[[ PASSAGE TO READ, beginning ]]

Wednesday, February 22nd, 2012: Arts, Music & Dance.
Over a 30-year period, I spent hundreds and hundreds of nights dancing in San Francisco, Los Angeles and New York, but only a minority of those nights were spent dancing to what the industry calls dance music. I did discover house music at the beginning of the 90s, but the dominant sub-audible bass literally wore me out after a couple of hours, whereas I could easily dance to Cheb’s world music all night.
In the early 90s, my younger girlfriend was an avid Deadhead. I never actually attended a Grateful Dead show because during the 80s my crowd had looked on the Dead and their following with disdain and disgust. It was my own form of music snobbery, and my friends and I always looked down on “Dead dancers” or “hippie dancers” at clubs and events. But now, at a distance, I realize that the Dead provided a safe space for social dancing in a time of rapid technological change and uncertainty.
By the 2000s, the Dead were gone and club culture had spread to “raves,” which were often unofficial, underground parties using techno music. I was asked to DJ a party at my new girlfriend’s house, and I brought a huge library of CDs that I considered the world’s best contemporary dance music, everything from surf dance to Cuban and African big band music. The crowd consisted mostly of her young European friends, and they stood dejectedly around the edges of the room as I kept changing the program in hopes of getting them moving. Finally, one of her ex-boyfriends showed up with his own library of techno music and took over. The crowd instantly came to life, in within minutes they were moving in a trance to the only music they had ever been able to dance to.
Ironically, it was only after moving to New Mexico that I fell in love with techno. Artists like Underworld incorporated West African beats into their club tracks, along with hints of post-punk.
Cities are fragmented into ethnic subcultures and peer groups based on age and background. I was part of a small subculture of artists and musicians that enjoyed dancing at parties, clubs and festivals, but I became aware that my professional peers did not dance, and seemed to associate social dancing with teenagers, the working class, and obsolete indigenous cultures. Social dancing was frivolous and embarrassing.
For many of them, this was an unconscious holdover from their Protestant upbringing. Protestantism or Calvinism has been death on dancing for centuries. I think in the beginning it was part of the rebellion against the Southern European dominance and oppression of the Catholic Church.

[[ PASSAGE TO READ, end ]]

> DIRECTIONS:
(1) In the passage about dancing, what was the author's crowd's attitude toward the Dead and their following during the 80s?
(2) In the passage about dancing, substitute "secret" for "underground" and write out the part starting with "By the 2000s, the" and going on through "to dance to.".

[[ GIVEN RECORDS, beginning ]]

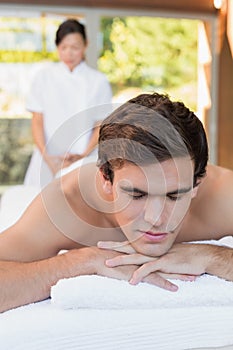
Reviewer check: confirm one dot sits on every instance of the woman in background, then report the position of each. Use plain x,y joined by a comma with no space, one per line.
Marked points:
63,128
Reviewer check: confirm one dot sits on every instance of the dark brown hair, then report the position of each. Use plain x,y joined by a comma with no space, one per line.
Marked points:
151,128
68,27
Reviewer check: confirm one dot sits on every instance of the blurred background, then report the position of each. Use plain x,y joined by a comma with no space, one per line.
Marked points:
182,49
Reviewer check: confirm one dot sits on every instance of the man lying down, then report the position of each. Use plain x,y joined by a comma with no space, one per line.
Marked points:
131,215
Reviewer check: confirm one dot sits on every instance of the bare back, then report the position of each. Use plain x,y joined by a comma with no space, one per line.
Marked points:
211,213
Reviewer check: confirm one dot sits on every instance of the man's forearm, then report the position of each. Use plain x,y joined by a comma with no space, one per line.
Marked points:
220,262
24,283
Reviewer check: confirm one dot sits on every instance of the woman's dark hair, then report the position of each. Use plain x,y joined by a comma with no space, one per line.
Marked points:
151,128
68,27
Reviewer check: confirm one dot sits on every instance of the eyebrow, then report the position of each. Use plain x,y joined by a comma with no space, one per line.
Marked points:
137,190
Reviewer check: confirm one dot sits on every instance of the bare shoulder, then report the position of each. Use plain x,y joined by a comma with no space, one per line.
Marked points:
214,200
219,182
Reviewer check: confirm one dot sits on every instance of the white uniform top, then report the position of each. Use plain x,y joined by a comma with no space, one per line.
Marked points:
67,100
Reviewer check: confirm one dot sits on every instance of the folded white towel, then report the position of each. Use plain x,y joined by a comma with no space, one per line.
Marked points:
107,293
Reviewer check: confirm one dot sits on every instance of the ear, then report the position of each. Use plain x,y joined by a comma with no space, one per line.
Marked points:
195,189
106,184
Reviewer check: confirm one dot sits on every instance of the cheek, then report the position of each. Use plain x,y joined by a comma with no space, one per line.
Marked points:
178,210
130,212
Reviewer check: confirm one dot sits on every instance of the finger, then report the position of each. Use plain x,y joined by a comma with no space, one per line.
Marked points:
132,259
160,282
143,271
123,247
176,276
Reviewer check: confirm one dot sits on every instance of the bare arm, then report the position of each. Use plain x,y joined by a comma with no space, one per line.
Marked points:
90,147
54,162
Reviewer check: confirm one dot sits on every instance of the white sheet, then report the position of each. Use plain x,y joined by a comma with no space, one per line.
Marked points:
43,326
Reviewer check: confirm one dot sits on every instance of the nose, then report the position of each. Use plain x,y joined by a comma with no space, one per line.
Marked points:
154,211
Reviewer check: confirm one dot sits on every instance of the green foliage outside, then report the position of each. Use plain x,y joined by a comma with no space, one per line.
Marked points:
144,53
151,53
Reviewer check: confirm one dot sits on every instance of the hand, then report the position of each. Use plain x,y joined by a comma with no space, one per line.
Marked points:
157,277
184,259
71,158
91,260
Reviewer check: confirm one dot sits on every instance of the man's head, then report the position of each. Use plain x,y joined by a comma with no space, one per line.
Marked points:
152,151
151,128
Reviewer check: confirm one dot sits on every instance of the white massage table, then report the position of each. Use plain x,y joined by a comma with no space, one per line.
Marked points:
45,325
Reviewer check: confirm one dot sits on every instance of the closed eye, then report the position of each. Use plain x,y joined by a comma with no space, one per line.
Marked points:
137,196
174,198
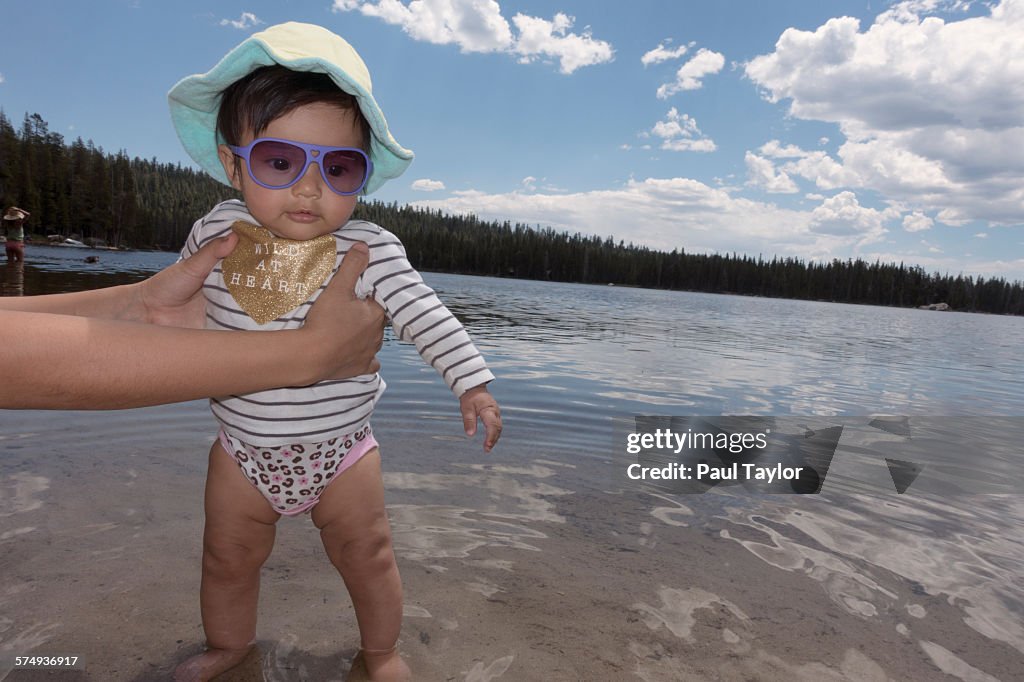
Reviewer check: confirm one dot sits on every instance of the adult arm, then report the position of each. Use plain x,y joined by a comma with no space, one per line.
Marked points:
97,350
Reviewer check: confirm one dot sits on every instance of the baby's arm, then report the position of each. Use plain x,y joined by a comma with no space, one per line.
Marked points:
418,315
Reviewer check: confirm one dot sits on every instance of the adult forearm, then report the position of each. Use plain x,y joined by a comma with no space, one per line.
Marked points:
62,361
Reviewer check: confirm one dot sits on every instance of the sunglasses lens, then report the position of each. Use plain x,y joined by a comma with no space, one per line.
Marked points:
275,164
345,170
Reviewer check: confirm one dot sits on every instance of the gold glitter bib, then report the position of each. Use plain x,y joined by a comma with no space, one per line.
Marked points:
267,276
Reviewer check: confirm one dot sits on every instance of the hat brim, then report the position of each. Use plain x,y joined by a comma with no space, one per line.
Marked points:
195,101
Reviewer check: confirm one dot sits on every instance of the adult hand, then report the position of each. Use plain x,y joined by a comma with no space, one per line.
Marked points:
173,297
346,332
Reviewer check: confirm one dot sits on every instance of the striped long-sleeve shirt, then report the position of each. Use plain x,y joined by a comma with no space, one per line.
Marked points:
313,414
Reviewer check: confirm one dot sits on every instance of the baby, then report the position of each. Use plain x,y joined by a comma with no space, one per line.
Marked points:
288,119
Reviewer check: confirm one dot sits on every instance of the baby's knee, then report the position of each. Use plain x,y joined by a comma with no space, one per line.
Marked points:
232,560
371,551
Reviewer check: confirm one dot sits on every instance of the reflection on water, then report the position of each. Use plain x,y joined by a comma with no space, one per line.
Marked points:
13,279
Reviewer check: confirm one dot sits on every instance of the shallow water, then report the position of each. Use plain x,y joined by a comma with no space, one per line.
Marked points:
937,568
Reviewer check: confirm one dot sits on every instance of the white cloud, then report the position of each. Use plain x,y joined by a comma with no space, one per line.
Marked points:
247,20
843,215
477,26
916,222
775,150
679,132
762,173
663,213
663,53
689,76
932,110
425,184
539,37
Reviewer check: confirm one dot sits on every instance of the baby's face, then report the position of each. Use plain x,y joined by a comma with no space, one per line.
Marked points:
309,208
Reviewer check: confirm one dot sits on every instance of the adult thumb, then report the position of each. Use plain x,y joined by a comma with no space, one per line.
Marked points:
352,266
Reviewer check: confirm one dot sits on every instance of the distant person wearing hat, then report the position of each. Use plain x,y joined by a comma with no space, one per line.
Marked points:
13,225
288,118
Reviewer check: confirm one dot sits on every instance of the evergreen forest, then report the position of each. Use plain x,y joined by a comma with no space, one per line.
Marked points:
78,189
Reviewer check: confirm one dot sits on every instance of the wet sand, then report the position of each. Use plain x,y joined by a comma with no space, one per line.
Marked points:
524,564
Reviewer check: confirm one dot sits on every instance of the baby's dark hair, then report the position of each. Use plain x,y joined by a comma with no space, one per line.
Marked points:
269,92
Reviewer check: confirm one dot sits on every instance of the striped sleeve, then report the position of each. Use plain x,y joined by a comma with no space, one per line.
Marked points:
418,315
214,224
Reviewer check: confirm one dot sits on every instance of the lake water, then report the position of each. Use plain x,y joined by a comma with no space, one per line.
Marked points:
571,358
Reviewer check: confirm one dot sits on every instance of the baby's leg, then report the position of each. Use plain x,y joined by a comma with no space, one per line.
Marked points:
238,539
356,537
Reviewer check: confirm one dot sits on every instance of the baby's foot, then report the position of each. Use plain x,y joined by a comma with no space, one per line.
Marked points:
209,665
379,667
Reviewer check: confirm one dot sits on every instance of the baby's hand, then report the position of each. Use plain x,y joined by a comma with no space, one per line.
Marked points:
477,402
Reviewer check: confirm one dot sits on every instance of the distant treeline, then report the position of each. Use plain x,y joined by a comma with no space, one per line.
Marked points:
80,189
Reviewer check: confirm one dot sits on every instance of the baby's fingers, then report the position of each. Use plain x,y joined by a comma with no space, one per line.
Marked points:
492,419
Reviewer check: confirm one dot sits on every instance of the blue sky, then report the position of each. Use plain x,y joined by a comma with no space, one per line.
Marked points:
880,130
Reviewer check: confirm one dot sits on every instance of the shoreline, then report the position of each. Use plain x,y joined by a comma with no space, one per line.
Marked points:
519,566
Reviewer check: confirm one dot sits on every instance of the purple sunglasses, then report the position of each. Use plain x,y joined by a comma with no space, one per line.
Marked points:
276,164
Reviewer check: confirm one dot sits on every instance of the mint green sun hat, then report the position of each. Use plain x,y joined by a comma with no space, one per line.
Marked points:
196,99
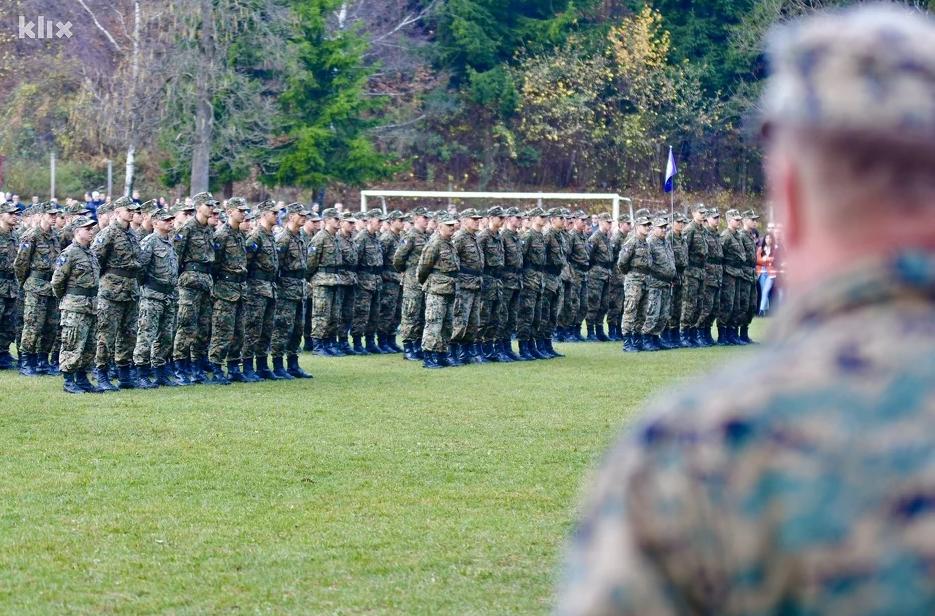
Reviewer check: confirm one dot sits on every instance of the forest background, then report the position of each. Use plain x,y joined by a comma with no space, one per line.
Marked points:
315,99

[[ GIVEN RECORDS, end ]]

> SET OF ANSWERS:
(1) They looked on them with disdain and disgust.

(2)
By the 2000s, the Dead were gone and club culture had spread to “raves,” which were often unofficial, secret parties using techno music. I was asked to DJ a party at my new girlfriend’s house, and I brought a huge library of CDs that I considered the world’s best contemporary dance music, everything from surf dance to Cuban and African big band music. The crowd consisted mostly of her young European friends, and they stood dejectedly around the edges of the room as I kept changing the program in hopes of getting them moving. Finally, one of her ex-boyfriends showed up with his own library of techno music and took over. The crowd instantly came to life, in within minutes they were moving in a trance to the only music they had ever been able to dance to.